● **STATED EXERCISE**
Decide whether each statement agrees with the Maycomb text below, answering yes or no and quoting the deciding words exactly: (a) Mrs. Dubose lived two doors up the street from the narrator's family. (b) Mrs. Dubose spent most of each day in a wheelchair. (c) The dirt road to the small settlement ran past the dump.

Mrs. Henry Lafayette Dubose
"Cecil Jacobs, who lived at the far end of our street next door to the post office, walked a total of one mile per school day to avoid the Radley Place and old Mrs. Heny Lafayette Dubose. Mrs. Dubose lived two doors up the street from us; neighborhood opinion was unanimous that Mrs. Dubose was the meanest old woman who ever lived. Jem wouldn't go by her place without Atticus beside him." --Chapter 4

"Mrs. Dubose lived alone except for a Negro girl in constant attendance, two doors up the street from us in a house with steep front steps and a dog-trot hall. She was very old; she spent most of each day in bed and the rest of it in a wheelchair. It was rumored that she kept a CSA pistol concealed among her numerous shawls and wraps."

"If she was on the porch when we passed, we would be raked by her wrathful gaze, subjected to ruthless interrogation regarding our behavior, and given a melancholy prediction on what we would amount to when we grew up, which was always nothing. We had long given up the idea of walking past her house on the opposite side of the street; that only made her raise her voice and let the whole neighborhood in on it." --Chapter 11

"The Negro Cabins" (Tom & Helen Robinson)

"A dirt road ran from the highway past the dump, down to a small Negro settlement some five hundred yards beyond the Ewells'. It was necessary either to back out to the highway or go the full length of the road and turn around; most people turned around in the Negroes' front yards. In the frosty December dusk, their cabins looked neat and snug with pale blue smoke rising from the chimneys and doorways glowing amber from the fires inside. There were delicious smells about: chicken, bacon frying crisp as twilight air. Jem and I detected squirrel cooking, but it took a real country man like Atticus to identify possum and rabbit, aromas that vanished when we rode back past the Ewell residence." --Chapter 17

"They turned off the highway, rode slowly by the dump and past the Ewell residence, down the narrow lane to the Negro cabins." --Chapter 25

It was only after I had sketched the above 3 "abandoned" houses that I realized that I had been drawn to 3 characters that I felt were incompletely integrated into Maycomb's small town life.  I felt that it was important to add a fourth sketch for the Ewell family, the "lowest" status white family in Maycomb, and the source of a lot of the drama and unrest that takes place in the book.

● **GIVEN RECORDS**
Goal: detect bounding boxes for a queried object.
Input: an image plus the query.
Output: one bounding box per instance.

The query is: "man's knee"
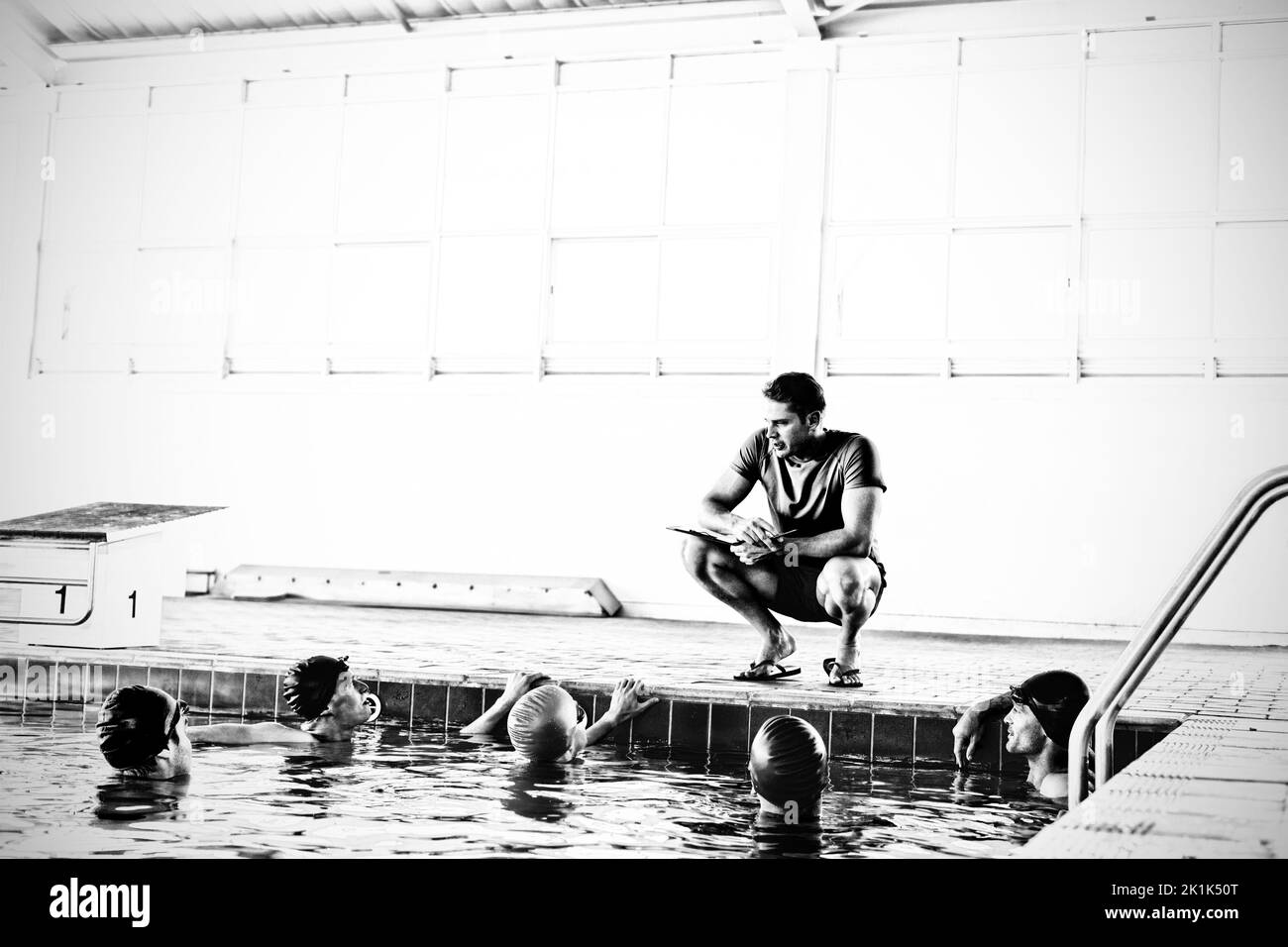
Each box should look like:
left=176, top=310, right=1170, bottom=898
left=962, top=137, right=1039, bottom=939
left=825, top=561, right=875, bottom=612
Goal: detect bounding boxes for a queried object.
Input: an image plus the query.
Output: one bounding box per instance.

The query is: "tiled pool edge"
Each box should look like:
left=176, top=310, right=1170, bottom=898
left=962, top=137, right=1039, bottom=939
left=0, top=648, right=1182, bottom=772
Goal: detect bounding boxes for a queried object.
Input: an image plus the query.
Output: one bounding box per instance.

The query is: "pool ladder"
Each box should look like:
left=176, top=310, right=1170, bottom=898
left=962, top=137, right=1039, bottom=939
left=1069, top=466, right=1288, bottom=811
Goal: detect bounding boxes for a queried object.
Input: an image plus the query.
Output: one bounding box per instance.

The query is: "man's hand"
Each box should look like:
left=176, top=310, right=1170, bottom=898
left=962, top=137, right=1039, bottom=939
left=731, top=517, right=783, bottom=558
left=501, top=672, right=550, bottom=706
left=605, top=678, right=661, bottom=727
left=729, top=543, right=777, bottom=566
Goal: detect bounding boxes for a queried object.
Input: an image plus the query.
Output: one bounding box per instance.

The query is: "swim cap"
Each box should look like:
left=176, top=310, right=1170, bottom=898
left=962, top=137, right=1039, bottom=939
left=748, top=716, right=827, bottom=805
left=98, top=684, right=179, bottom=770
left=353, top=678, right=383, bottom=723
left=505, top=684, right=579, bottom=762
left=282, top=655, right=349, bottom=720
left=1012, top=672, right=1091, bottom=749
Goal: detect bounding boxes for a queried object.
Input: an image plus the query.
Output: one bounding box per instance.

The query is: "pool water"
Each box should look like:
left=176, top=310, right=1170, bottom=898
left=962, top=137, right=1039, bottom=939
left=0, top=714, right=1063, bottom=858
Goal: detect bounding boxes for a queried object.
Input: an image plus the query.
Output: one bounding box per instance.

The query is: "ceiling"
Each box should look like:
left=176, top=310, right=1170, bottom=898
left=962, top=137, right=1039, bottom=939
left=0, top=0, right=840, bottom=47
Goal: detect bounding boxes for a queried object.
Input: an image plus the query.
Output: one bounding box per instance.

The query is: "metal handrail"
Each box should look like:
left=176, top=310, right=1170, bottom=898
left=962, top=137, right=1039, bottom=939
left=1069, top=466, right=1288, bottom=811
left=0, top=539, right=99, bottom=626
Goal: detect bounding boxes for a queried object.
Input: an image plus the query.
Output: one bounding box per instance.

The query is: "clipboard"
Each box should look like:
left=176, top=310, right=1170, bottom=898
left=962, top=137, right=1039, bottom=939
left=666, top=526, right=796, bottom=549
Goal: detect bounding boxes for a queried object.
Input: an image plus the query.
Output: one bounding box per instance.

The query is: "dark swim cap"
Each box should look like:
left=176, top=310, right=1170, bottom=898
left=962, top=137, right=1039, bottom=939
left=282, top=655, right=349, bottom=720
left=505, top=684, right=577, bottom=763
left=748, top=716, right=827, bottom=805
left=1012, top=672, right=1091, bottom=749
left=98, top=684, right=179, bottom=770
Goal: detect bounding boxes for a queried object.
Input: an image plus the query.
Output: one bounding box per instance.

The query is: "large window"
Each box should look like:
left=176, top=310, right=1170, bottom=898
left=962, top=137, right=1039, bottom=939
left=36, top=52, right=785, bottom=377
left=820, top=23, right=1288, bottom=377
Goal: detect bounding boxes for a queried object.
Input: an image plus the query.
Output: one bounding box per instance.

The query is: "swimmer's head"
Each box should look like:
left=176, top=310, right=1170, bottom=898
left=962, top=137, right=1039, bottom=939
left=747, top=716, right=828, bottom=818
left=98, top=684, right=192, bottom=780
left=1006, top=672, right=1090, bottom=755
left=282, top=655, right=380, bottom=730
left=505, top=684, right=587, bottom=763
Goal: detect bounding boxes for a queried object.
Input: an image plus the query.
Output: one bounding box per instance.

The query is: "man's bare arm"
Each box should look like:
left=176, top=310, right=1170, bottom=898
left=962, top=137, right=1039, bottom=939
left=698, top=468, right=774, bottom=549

* * *

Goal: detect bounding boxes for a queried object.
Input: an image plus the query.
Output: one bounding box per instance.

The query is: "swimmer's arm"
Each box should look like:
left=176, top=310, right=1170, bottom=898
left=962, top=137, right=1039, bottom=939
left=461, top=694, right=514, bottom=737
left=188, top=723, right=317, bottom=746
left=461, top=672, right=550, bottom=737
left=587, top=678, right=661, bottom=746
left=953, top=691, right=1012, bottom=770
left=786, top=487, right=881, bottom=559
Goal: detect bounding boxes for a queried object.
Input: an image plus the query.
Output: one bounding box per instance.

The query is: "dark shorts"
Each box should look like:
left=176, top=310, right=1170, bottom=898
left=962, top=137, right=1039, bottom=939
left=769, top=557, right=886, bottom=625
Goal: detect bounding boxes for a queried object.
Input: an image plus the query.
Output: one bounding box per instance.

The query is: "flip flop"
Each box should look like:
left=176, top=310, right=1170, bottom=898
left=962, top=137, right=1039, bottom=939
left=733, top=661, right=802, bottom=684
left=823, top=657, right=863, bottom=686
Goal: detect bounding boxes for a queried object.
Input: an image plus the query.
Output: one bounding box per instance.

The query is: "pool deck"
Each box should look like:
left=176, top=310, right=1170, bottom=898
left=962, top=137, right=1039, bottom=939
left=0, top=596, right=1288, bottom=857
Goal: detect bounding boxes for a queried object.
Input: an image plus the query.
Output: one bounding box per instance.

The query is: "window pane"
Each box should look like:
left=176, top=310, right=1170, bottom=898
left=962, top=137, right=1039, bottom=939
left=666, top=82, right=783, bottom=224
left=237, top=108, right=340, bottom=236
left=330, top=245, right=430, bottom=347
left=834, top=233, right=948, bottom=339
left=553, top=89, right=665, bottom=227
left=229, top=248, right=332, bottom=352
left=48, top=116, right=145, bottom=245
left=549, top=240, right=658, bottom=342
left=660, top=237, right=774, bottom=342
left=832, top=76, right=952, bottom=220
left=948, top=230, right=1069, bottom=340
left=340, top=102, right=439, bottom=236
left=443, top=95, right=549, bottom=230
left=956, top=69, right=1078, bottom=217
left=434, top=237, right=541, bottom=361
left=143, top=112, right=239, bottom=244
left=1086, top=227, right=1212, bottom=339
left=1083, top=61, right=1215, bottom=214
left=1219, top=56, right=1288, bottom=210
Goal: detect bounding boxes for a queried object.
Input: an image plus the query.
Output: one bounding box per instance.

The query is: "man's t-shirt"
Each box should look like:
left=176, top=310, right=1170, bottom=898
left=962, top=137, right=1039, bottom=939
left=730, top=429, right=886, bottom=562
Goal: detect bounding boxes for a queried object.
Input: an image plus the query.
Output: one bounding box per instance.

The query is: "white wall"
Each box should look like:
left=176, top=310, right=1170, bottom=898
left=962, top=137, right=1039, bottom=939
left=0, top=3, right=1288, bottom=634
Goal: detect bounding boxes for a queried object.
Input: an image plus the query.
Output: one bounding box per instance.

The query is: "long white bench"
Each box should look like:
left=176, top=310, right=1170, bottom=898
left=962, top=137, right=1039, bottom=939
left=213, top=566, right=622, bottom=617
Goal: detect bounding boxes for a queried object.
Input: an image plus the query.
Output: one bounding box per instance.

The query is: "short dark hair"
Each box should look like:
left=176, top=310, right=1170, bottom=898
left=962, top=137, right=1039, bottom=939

--

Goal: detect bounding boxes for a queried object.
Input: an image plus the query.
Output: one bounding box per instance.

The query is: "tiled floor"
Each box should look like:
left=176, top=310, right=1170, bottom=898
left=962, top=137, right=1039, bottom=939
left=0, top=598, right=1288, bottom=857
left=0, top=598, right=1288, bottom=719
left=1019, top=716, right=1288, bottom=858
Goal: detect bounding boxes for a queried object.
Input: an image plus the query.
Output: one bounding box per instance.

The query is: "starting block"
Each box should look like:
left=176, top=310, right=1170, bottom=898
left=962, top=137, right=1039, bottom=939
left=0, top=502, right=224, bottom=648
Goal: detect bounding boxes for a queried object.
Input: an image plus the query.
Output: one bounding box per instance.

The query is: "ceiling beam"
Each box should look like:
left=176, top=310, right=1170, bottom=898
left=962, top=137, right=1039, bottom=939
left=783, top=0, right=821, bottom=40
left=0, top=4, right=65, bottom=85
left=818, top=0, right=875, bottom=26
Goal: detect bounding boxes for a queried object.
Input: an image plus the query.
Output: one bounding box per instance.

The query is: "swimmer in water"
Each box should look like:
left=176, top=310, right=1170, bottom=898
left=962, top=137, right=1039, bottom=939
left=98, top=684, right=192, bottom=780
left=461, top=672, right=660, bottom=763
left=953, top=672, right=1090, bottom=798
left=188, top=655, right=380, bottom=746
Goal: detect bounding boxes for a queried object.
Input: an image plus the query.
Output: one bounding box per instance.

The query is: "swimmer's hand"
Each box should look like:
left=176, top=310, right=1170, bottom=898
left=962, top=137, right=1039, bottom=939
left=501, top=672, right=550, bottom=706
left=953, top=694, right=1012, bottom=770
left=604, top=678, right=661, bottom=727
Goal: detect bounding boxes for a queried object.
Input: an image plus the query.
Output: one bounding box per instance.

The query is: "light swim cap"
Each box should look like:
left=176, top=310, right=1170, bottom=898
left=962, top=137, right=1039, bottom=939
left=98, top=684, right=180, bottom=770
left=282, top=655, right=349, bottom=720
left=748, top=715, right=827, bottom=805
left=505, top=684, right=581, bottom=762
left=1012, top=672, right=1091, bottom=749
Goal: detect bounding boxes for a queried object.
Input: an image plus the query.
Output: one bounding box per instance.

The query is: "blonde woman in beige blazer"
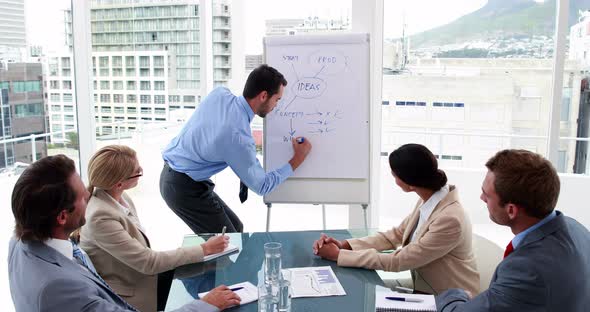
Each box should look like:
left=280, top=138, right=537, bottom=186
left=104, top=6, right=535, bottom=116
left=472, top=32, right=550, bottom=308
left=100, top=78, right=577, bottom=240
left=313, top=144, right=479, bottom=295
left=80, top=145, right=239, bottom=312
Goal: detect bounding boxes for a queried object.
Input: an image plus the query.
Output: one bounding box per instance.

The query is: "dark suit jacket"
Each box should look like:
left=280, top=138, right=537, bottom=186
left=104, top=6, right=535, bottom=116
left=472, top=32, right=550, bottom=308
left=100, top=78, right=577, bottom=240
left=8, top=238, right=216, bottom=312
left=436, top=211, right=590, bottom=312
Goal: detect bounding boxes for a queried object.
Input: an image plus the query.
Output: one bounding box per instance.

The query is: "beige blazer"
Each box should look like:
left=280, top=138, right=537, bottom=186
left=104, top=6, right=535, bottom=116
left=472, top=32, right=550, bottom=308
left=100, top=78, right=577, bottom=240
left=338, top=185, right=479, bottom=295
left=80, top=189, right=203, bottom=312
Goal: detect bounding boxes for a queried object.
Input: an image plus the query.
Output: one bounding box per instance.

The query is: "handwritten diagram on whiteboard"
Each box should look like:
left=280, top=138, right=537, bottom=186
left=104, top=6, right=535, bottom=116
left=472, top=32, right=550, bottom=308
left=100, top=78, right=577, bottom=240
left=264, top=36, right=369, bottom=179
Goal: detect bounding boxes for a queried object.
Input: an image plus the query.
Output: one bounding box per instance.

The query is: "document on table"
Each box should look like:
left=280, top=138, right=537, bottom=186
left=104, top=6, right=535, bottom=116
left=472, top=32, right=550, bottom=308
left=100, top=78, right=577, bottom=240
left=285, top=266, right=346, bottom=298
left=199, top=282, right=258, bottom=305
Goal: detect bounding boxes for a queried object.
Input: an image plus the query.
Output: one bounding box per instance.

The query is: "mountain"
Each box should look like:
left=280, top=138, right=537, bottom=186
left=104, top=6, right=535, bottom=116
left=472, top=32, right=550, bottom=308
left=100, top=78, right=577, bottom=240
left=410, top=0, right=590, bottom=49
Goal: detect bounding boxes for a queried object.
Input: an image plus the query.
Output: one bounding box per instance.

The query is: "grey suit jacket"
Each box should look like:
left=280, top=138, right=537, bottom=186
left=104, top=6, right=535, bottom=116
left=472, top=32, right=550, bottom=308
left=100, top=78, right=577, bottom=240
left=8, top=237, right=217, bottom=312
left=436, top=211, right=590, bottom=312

● **RESPONSE TO THE TASK**
(a) Yes: "Mrs. Dubose lived two doors up the street from us"
(b) No: "she spent most of each day in bed and the rest of it in a wheelchair"
(c) Yes: "A dirt road ran from the highway past the dump"